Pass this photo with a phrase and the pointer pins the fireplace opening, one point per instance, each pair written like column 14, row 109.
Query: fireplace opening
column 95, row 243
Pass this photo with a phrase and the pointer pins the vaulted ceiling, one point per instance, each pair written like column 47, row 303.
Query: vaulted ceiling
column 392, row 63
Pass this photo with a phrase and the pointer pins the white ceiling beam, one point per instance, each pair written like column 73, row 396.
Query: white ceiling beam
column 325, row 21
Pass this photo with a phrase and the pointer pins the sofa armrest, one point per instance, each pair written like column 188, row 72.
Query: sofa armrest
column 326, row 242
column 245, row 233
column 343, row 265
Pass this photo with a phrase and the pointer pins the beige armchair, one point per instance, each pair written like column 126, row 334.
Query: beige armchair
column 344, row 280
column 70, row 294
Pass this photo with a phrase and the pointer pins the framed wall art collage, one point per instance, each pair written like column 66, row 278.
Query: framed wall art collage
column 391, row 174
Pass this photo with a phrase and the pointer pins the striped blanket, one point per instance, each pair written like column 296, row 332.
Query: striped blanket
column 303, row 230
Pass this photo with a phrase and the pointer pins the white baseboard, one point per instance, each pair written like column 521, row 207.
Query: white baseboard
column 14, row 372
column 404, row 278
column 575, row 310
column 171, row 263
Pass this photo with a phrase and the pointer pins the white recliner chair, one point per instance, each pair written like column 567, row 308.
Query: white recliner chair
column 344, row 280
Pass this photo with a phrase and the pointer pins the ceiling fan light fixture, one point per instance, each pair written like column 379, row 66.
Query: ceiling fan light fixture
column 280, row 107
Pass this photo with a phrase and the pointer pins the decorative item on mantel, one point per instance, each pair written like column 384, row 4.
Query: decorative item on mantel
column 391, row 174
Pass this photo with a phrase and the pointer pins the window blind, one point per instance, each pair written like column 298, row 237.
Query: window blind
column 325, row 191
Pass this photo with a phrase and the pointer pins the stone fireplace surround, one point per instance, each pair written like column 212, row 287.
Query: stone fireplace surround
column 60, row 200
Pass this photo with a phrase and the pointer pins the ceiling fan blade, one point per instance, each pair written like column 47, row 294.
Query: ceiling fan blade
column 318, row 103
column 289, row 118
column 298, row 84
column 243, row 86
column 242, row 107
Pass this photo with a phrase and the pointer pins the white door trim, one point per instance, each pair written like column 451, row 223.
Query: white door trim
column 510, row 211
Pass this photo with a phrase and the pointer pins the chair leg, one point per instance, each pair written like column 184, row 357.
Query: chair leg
****************
## Problem statement
All of the data must be set down again exactly.

## Your response
Pass this photo with a phrase and the pointer pins the fireplace opening, one point per instance, each pair written like column 14, row 109.
Query: fireplace opening
column 95, row 243
Pass this photo with a phrase and the pointer pins the vaulted ceiling, one point per instance, each pair written like column 47, row 303.
Query: vaulted ceiling
column 392, row 63
Pass this photo with a phrase and the pointer pins the white ceiling beam, one point per instance, each pair written like column 73, row 396.
Query: white ceiling beam
column 325, row 21
Pass this photo with a phrase and the pointer pins the sofa armrest, one point per instance, each pair written like column 188, row 72.
Query: sofa armrest
column 326, row 242
column 245, row 233
column 343, row 265
Pass this photo with a phrase and the pointer pins the beige armchair, one point per instance, each pair written like column 126, row 334.
Query: beige armchair
column 344, row 280
column 70, row 294
Pass this photo with a phrase and the pointer pins the framed wall art collage, one point per instance, each pair written like column 66, row 278.
Query: framed wall art collage
column 391, row 174
Pass this photo with a phrase and the pointer pins the striped blanket, one point per instance, each pair written like column 296, row 332.
Query: striped blanket
column 303, row 230
Pass this photo with a phrase and the pointer pins the white baseboard, one point per instance, each pair written like column 521, row 207.
Query: white baseboard
column 14, row 372
column 404, row 278
column 575, row 310
column 171, row 263
Pass this photo with a phrase and the pointer pins the white recliner chair, one point per instance, each pair written like column 567, row 308.
Query: white recliner chair
column 344, row 280
Pass this photo with a phrase and the pointer pins the ceiling fan light fixture, one point per instance, each pair written like column 379, row 66.
Query: ceiling fan light fixture
column 280, row 107
Pass this photo with a phrase and the pointer pins the decorative item on mantel, one point per instance, each pair written like column 384, row 4.
Query: decorative item on mantel
column 391, row 174
Pass this photo with a phrase and the pointer pins the window blind, one point per instance, each pair written like column 298, row 237.
Query: window blind
column 325, row 191
Pass this photo with a phrase and the pointer pins the stone fireplace surround, one point per instance, each pair written like column 212, row 287.
Query: stone fireplace surround
column 60, row 200
Pass this photo with a phrase and the pointer pins the ceiling fan blade, one point per instance, each pair written like column 47, row 294.
Query: ceiling fan blade
column 318, row 103
column 289, row 118
column 298, row 84
column 243, row 86
column 242, row 107
Pass this photo with a phrase and the pointer pins the white door trim, one point per instance, each pair written like column 451, row 223.
Query: white door trim
column 510, row 211
Pass this photo with a phrase and the pointer pins the chair leg, one point per instance, each pair written like column 184, row 357.
Query: chair leg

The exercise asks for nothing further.